**Materials provided:**
....

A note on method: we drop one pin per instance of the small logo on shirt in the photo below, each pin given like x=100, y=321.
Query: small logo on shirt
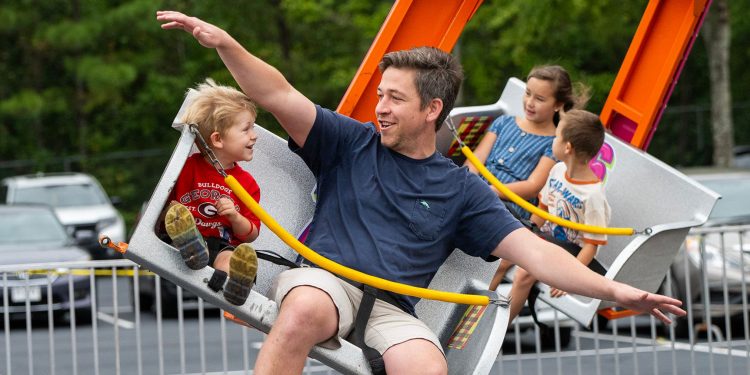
x=207, y=209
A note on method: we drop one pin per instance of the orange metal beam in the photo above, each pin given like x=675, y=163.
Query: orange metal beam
x=651, y=68
x=411, y=23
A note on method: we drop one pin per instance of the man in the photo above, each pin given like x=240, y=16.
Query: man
x=409, y=208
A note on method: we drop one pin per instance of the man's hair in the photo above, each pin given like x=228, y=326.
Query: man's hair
x=584, y=131
x=214, y=107
x=438, y=75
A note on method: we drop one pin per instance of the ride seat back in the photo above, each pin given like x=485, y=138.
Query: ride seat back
x=642, y=191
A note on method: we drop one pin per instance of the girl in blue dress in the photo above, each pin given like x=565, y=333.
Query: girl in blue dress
x=518, y=150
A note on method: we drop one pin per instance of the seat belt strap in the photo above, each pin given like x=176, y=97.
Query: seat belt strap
x=357, y=336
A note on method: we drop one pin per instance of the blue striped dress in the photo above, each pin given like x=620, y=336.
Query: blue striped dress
x=515, y=154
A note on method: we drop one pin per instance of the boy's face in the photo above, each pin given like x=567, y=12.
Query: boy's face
x=236, y=144
x=559, y=145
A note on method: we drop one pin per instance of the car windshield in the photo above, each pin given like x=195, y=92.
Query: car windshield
x=734, y=200
x=62, y=195
x=30, y=226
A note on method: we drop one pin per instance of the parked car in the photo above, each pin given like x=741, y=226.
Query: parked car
x=546, y=315
x=79, y=202
x=33, y=234
x=724, y=259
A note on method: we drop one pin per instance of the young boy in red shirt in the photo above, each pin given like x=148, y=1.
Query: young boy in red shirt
x=206, y=220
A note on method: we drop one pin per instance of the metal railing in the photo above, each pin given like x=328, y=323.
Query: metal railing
x=111, y=317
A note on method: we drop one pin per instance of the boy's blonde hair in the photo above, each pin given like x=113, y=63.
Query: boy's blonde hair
x=215, y=106
x=584, y=131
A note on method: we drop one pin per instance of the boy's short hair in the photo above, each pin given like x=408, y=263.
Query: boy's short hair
x=438, y=75
x=215, y=106
x=584, y=131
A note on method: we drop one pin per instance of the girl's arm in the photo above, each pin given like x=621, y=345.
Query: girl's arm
x=587, y=253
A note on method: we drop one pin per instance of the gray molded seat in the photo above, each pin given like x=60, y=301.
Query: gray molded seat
x=286, y=186
x=643, y=193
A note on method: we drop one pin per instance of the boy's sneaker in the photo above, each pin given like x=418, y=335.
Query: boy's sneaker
x=243, y=265
x=236, y=320
x=180, y=226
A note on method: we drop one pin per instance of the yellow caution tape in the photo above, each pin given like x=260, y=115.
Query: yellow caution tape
x=86, y=272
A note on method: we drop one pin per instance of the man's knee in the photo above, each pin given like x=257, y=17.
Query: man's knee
x=523, y=278
x=308, y=309
x=400, y=359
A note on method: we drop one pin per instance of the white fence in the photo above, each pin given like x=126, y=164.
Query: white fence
x=124, y=320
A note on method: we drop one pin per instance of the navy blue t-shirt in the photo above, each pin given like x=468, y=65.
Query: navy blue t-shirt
x=392, y=216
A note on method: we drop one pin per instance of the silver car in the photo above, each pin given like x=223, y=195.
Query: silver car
x=79, y=202
x=32, y=234
x=716, y=255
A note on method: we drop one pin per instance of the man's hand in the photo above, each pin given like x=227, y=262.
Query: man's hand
x=554, y=293
x=207, y=34
x=642, y=301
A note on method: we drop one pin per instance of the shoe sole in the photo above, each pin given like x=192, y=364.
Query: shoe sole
x=243, y=266
x=180, y=226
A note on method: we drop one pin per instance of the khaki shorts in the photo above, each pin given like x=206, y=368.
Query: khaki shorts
x=388, y=325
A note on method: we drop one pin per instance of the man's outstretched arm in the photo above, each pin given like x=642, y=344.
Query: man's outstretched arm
x=261, y=82
x=556, y=267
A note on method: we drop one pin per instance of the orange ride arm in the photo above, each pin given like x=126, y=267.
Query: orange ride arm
x=651, y=68
x=411, y=23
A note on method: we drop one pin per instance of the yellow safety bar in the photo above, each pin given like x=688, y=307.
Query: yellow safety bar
x=536, y=210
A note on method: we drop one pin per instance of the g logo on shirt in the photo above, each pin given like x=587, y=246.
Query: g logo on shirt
x=207, y=209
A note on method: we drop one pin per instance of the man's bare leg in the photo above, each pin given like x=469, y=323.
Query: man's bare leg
x=415, y=356
x=307, y=316
x=519, y=292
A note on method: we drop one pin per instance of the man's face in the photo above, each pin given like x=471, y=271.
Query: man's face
x=403, y=123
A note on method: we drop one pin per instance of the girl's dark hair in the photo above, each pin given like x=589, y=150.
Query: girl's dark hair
x=573, y=96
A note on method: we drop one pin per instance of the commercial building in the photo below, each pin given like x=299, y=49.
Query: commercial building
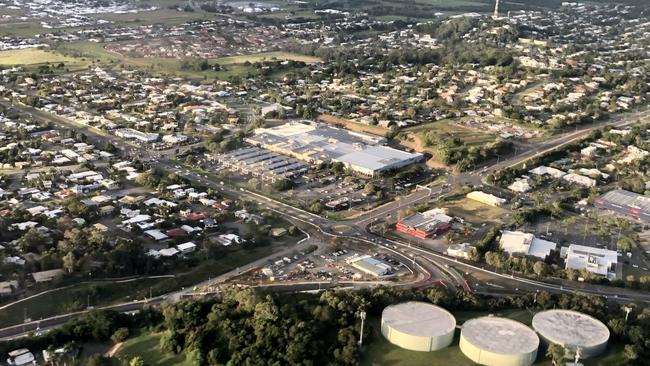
x=572, y=330
x=418, y=326
x=262, y=163
x=545, y=170
x=517, y=242
x=520, y=186
x=370, y=265
x=378, y=159
x=486, y=198
x=579, y=180
x=626, y=203
x=315, y=143
x=131, y=134
x=595, y=260
x=425, y=224
x=459, y=250
x=494, y=341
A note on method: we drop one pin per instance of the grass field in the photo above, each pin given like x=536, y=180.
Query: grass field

....

**Task details:** Give back each entry exactly as it appears, with no pictures.

**Full output:**
A note on method: we drop one pin per instance of the small logo on shirt in the photo below, each pin given like x=100, y=321.
Query: small logo on shirt
x=207, y=209
A note on method: we drop one pin per instance of the orange metal beam in the photo above, each pin given like x=675, y=163.
Query: orange metal beam
x=651, y=68
x=411, y=23
A note on method: we drop one pin per instance of the man in the photo above, each pin given like x=240, y=16.
Query: man
x=409, y=208
A note on method: we drop one pin per instance of the man's hair in the photo above, each pin given like x=228, y=326.
Query: man's hair
x=584, y=131
x=214, y=107
x=438, y=75
A note on method: we drop one pin per instance of the ride seat back in the photo above, each pin given like x=485, y=138.
Query: ride seat back
x=642, y=191
A note on method: we drop one pin per instance of the girl in blue dress in the photo above, each pin given like x=565, y=333.
Query: girl in blue dress
x=518, y=150
A note on method: we drop one pin per instance of the seat belt strap in the photo above, each pin given like x=176, y=97.
Query: seat belt strap
x=357, y=336
A note on method: we drop one pin per instance of the blue striped dress in the photo above, each pin given like x=620, y=336.
Query: blue striped dress
x=515, y=154
A note on method: we drop one pin per instance of the boy's face in the photo above, each pin given like x=567, y=12.
Query: boy's face
x=236, y=144
x=559, y=145
A note on method: we drop one pin per instance of the car windshield in the photo above, each pin given like x=195, y=92.
Query: car windshield
x=734, y=200
x=62, y=195
x=30, y=226
A note on method: we drop one pin per instance of the parked car in the photo above, each pin given like x=741, y=226.
Query: parked car
x=546, y=315
x=79, y=202
x=33, y=234
x=724, y=259
A note on method: we drop one pin per instance of the young boy in red shirt in the photo above, each pin given like x=148, y=1.
Query: young boy in red shirt
x=206, y=220
A note on method: we drop one pin per instance of the metal railing in the photo above, each pin given like x=328, y=323.
Query: metal railing
x=111, y=317
A note on method: we drop one pin per instance of the boy's blonde hair in the photo above, each pin given like x=113, y=63.
Query: boy's blonde hair
x=215, y=106
x=584, y=131
A note on method: we drop one pin per instance of the boy's short hair in the photo above, each pin given like x=408, y=263.
Query: boy's short hair
x=438, y=75
x=215, y=106
x=584, y=131
A note on method: we drop one pin per instance of the girl's arm in the photo above, each pin given like x=621, y=345.
Query: girl's arm
x=587, y=253
A note on method: we drop one pin per instance of the gray molded seat in the photo above, each pin given like x=60, y=301.
Query: gray molded seat
x=286, y=186
x=643, y=193
A note on method: we drop one pin per instance of the boy's sneaker in the photo above, each pin given like x=418, y=335.
Query: boy's sneaker
x=243, y=265
x=236, y=320
x=180, y=226
A note on method: we drop one pin per instance of the yellow caution tape in the photo above, each pin given like x=260, y=115.
Query: yellow caution tape
x=86, y=272
A note on method: we drop one pin per instance of the man's knee in the photo above, each pin given like x=257, y=17.
Query: man's knee
x=523, y=278
x=308, y=309
x=400, y=359
A note on method: we drop one pin per instance of the white fence in the photo above, each pin given like x=126, y=164.
Query: white fence
x=124, y=320
A note on method: we drop one pin per instance of the navy blue t-shirt in the photo above, each pin given like x=468, y=65.
Query: navy blue t-shirt
x=392, y=216
A note on method: we drop one pin per instance of the silver car in the photo above, each pin given like x=223, y=195.
Query: silver car
x=79, y=202
x=32, y=234
x=716, y=255
A note on method: we drop one pin per instance of the man's hand in the photo above, each pin given like x=227, y=262.
Query: man's hand
x=554, y=293
x=207, y=34
x=642, y=301
A note on method: we drop one pin per instance of the shoe sole in the photo above, each pin given like x=192, y=364.
Query: shoe sole
x=243, y=266
x=180, y=226
A note on method: we drop one pin per instance of the khaki shorts in the photo above, each pin given like x=206, y=368.
Query: khaki shorts
x=388, y=325
A note on method: we drop one pin per instance of the man's outstretched arm in the photo above, each pin given like x=642, y=344.
Query: man's outstretched arm
x=261, y=82
x=556, y=267
A note on method: we drop one pin per instance of the orange ride arm in the photo above, each pin given like x=126, y=267.
Query: orange ride arm
x=651, y=68
x=411, y=23
A note on method: we drop one pin per instance of the yellow safety bar in the photo above, each pin given like x=688, y=307.
Query: yellow safety bar
x=536, y=210
A note on method: we drop one pin per instance of the g logo on shirt in the photo above, each pin given like x=587, y=246.
Query: g logo on shirt
x=207, y=209
A note on method: we drop one pin per instance of the man's bare leg in the photo above, each pin given like x=469, y=323.
Query: man's bare leg
x=415, y=356
x=307, y=316
x=519, y=292
A note on method: we drop one pin per instance of the man's face in the photo above, each pin given like x=471, y=271.
Query: man's face
x=403, y=123
A note on method: we drop one pin per instance of the girl's dark hair in the photo above, each pin given like x=589, y=150.
Query: girl's dark hair
x=573, y=96
A note on method: we drop one pin per instance of the commercial building in the photo below, each pin given like x=299, y=49.
Query: commercial building
x=572, y=330
x=418, y=326
x=262, y=163
x=545, y=170
x=517, y=242
x=520, y=186
x=370, y=265
x=378, y=159
x=486, y=198
x=579, y=180
x=626, y=203
x=315, y=143
x=131, y=134
x=595, y=260
x=425, y=224
x=459, y=250
x=494, y=341
A note on method: we drop one pin per instance of the grass field in the photo above, each pin given like x=536, y=180.
Query: grass field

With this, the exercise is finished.